**Exercise data**.

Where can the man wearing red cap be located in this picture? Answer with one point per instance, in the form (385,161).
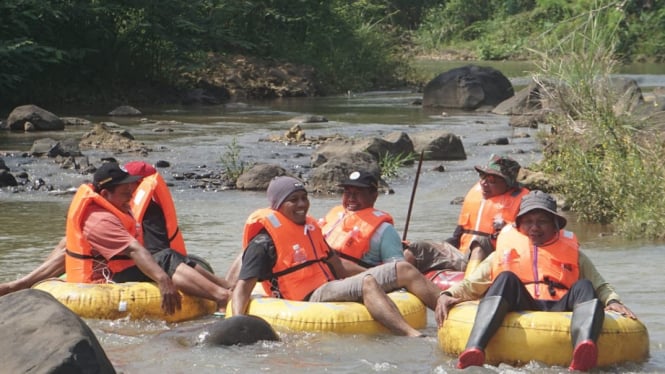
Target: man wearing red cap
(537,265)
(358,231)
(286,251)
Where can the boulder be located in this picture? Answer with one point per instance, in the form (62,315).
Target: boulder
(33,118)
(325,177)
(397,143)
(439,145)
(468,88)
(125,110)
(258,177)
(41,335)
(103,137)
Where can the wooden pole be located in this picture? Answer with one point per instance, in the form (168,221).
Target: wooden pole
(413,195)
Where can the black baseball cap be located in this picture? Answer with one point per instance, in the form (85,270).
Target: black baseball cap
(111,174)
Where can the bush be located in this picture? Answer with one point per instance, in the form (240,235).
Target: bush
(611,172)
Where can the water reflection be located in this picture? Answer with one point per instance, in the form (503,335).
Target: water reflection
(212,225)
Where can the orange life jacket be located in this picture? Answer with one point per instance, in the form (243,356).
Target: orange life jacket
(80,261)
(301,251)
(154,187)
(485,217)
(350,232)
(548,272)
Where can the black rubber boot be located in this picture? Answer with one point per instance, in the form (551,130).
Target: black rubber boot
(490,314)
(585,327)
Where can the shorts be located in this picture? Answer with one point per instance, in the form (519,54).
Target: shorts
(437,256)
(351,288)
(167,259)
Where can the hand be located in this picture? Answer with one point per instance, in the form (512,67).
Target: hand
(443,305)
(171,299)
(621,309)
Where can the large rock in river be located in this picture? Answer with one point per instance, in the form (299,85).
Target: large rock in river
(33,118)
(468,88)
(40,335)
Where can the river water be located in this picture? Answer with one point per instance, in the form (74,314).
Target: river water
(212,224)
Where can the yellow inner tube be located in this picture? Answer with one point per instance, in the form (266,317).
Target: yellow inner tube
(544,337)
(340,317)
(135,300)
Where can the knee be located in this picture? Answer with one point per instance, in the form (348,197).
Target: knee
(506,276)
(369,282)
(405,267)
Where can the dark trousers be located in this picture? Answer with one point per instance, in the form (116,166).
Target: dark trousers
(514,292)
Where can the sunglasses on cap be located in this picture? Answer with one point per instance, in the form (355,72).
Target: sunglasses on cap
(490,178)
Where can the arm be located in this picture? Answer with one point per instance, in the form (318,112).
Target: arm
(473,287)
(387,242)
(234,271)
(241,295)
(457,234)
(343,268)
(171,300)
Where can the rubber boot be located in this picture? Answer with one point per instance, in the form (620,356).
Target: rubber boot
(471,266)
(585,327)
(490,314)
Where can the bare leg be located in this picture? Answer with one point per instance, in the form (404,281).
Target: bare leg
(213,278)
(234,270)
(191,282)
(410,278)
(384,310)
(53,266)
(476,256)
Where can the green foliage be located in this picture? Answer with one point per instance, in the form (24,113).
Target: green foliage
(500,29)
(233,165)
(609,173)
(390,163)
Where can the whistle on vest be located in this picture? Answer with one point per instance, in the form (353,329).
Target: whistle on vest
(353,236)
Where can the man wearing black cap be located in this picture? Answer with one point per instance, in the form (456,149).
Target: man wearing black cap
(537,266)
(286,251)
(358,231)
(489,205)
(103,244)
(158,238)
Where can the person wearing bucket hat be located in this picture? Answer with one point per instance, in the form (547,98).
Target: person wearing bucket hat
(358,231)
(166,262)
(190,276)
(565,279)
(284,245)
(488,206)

**What the exercise asks**. Using the records above, retype everything exactly except the pictures.

**Exercise answer**.
Where can the man wearing red cap be located in this picture? Answer with one point per instance, in the form (385,161).
Target: man wearing red cap
(537,265)
(358,231)
(286,251)
Where can the boulder be located in this picture? Answer with one point per instance, in the form (62,315).
Target: boulder
(33,118)
(325,177)
(397,143)
(439,145)
(468,88)
(125,110)
(258,177)
(41,335)
(103,137)
Where can the wooden pole be located in this picture? Answer with one point per instance, in the form (168,221).
Target: wooden pole
(413,195)
Where can the black baseball cap be located in this picture? Answer with one point per instance, in the form (85,270).
Target: black baseball cap
(111,174)
Where can the bush be located in this picture? Answer with one point per instance, in the form (240,235).
Target: bush
(611,172)
Where can the water reflection be located in this picture? Answer with one point per instance, in the form (503,335).
Target: water reflection
(212,225)
Where can the orange life jacket be located in this picture? Answer with one point per instance, in the form (243,356).
Target: orange life jacket
(80,261)
(301,251)
(154,187)
(485,217)
(350,232)
(548,272)
Where can the black rubber boot be located in this picture? Answer with one point per instance, in the form (551,130).
Target: black rubber boot
(490,314)
(585,327)
Where can the shorts be located in this picture? Answer with one point per instance, in the form (519,54).
Target: shorts
(437,256)
(351,288)
(167,259)
Where can the hand be located in this picture? Answer with one point per instance, in the form (512,67).
Target: hand
(443,305)
(171,299)
(621,309)
Where can the large rock in river be located in this picture? Answer with one point per instance, in the form (299,85).
Target: large rock in river
(33,118)
(468,88)
(40,335)
Where can the river water be located in this picture? Answer with one point per instance, in the form (74,314).
Target: river water
(212,224)
Where can the yellow inner tube be located in this picture? Answer with one point per instance, in the form (266,317).
Target: yellow inner tube
(544,337)
(340,317)
(135,300)
Where can the knee be located in this picture? Answer with one point per instance, in the form (348,197).
Target: knee
(506,276)
(369,282)
(405,267)
Where can the dark trousers be located in this picture? Answer with one point per instance, in the form (116,166).
Target: dark trousers
(514,292)
Where can the sunglasses on cap be located in this picture? Answer with one point per instance, in the form (355,72).
Target: sunglasses on cap
(490,178)
Where can the arm be located in this picture? Answer with one point per instance, in the form (318,112).
Target: arm
(473,287)
(387,242)
(234,271)
(241,295)
(457,234)
(343,268)
(171,300)
Where can the rubber boot be located in this picture? Answer with one point per instance, in the form (620,356).
Target: rubber boot
(471,266)
(585,327)
(490,314)
Where can the bare leg be located in this picture? Answer with one point per instance, in the form (404,281).
Target: bare leg
(213,278)
(234,270)
(191,282)
(410,278)
(384,310)
(53,266)
(476,256)
Where can the green foliage be located in this picture? Answer with one point per instance, in the form (24,113).
Target: green foliage
(500,29)
(233,165)
(609,173)
(390,163)
Where can the whistle on vest be located in this picture? Answer with one point per instance, in the form (353,329).
Target: whistle on vest
(353,236)
Where can the man wearing black cap be located in this picture? Answer with one point per instance, in the form (456,149).
Target: man wearing black cap
(537,266)
(286,251)
(358,231)
(489,205)
(103,244)
(158,238)
Where can the person wearing bucket hat be located in this picture? Answer with one point per instance, in the form (547,98).
Target: person wearing bucket hat
(358,231)
(166,262)
(190,276)
(565,279)
(284,245)
(488,206)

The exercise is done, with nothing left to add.